===== INPUT DATA =====

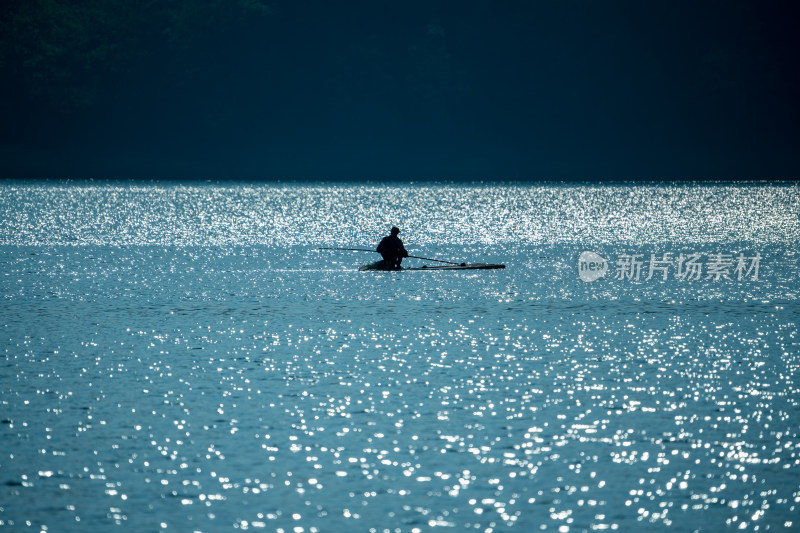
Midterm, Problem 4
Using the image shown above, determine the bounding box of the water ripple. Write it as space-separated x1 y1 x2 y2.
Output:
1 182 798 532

=====
===== INPUT DATA =====

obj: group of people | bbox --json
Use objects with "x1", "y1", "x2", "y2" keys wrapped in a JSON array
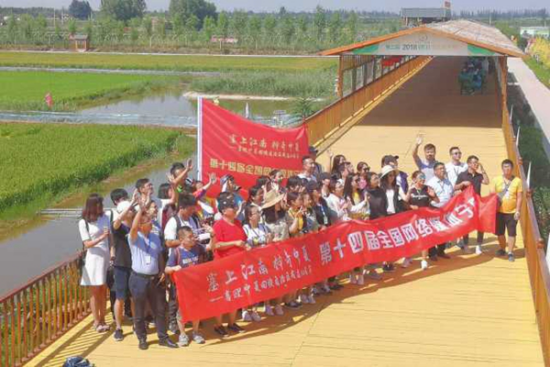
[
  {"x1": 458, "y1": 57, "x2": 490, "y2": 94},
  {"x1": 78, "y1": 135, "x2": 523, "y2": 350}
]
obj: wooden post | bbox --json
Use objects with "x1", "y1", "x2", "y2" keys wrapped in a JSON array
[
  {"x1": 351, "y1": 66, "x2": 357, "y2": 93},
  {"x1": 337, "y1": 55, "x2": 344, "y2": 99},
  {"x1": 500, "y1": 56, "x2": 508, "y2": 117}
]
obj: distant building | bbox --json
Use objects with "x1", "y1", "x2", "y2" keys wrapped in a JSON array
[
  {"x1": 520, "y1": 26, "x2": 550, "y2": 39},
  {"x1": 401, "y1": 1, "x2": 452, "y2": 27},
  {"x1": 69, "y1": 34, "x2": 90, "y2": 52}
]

=====

● WHAT YOU SHOULD DO:
Would you copy every line of the entries in which "bbox" appears?

● SOLUTION TO THE EXERCISE:
obj: group of people | bbox --json
obj: wooden post | bbox --json
obj: distant building | bbox --json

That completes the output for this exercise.